• _WORK REQUEST_
Records appear below. Give all of them again, exactly.

- - -

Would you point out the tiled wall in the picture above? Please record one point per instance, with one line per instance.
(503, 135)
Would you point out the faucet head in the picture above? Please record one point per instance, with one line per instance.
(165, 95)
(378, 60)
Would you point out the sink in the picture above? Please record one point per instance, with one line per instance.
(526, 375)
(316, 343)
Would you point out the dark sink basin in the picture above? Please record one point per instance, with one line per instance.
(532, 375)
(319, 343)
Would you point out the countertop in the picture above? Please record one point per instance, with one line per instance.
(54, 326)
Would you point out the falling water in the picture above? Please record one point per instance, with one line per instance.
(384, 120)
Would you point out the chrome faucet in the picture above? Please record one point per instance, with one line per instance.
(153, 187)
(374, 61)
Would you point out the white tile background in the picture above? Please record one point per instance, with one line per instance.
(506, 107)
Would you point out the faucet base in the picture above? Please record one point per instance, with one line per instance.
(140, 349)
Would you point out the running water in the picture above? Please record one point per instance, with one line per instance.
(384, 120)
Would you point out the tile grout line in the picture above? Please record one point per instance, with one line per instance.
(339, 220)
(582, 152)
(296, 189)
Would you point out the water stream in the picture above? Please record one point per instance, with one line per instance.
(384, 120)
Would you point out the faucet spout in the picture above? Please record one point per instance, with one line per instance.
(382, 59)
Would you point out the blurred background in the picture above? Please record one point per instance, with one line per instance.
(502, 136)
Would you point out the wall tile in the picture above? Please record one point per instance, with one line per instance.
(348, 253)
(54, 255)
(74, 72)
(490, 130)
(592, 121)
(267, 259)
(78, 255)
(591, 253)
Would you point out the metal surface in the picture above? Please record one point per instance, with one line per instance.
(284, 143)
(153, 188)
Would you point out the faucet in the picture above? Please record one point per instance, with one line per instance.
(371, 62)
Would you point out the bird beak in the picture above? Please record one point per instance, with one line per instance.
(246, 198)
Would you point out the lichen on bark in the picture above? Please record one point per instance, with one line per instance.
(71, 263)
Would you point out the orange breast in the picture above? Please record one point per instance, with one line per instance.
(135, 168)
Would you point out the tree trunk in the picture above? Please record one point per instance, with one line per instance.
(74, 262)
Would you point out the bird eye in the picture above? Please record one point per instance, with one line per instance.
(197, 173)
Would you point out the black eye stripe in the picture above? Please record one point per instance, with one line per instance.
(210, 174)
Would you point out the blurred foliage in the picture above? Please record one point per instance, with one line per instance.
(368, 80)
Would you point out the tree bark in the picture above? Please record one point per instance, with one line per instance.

- - -

• _SOLUTION TO THIS TASK_
Would you point out the tiled wall in the picture above? Please record one point per instance, with one line per instance.
(503, 135)
Would you point out the faucet head in the picture above? Please record one point per instance, with one line per instance.
(165, 95)
(378, 60)
Would you point out the sink in the picture above? Please record one point per instance, with one line per instance.
(526, 375)
(316, 343)
Would you point out the dark sink basin in the picture above? Please record one point per instance, with one line per instance.
(532, 375)
(319, 343)
Would you point out the countertop in the picture above? Please record one point per instance, with one line per instance.
(54, 326)
Would you point out the falling water in the picture above? Please record one point per instance, with one line per instance.
(384, 120)
Would you point out the chrome faucet in the picture above? Please record one point per instance, with one line per instance.
(153, 187)
(374, 61)
Would you point out the white tile background in the picture above? Please record one point per instance, with one line per instance.
(506, 107)
Would you point out the faucet base in the picture above? Please record one point per instance, with one line per instance.
(140, 349)
Would you point out the running water in the picture above? Please record one point per instance, with one line per instance.
(384, 120)
Would you point out the tile grout line in the picture above? Please record one point per instance, with one line per instance.
(339, 220)
(582, 152)
(296, 189)
Would you point out the water stream in the picture above? Please record one point per instance, with one line per instance.
(384, 120)
Would you point out the faucet spout in the picture above? Please record one point per instance, with one line per instance.
(382, 59)
Would you point out the blurred background in the picture above? Please record one point per instance, with one line per instance.
(502, 136)
Would you point out the wall tile in the picture above? Please record one point per instance, with one line per instance.
(348, 253)
(54, 255)
(74, 72)
(490, 130)
(592, 121)
(267, 259)
(78, 255)
(591, 253)
Would you point out the metal surface in the picture above? Please record one point per instance, with one line per instance.
(284, 143)
(153, 188)
Would you point out the faucet in the picture above? Please record one point per instance, with one line per instance.
(371, 62)
Would you point out the bird beak in the picture above? Please record one point per instance, with one line per instance.
(246, 198)
Would you point out the lichen on bark in the picture above? Please record one point per instance, with one line per instance.
(71, 263)
Would you point out the orange breast in the picture above? Please record one point per instance, with one line per instance.
(135, 168)
Would you point out the tree trunk in the picture above? Please record one point per instance, with one line per instance.
(74, 262)
Would you point out the bird eye in the picture above? Please record one point per instance, with one line per instance.
(197, 173)
Would you point out the black eye stripe in the picture above? Please record one point per instance, with one line per instance.
(210, 174)
Would you point out the blurred foliage in the picture above? Please record one point per instance, with one line per instance.
(368, 80)
Would you point out the tree bark in the picture above? Please record one point per instance, with one line per instance.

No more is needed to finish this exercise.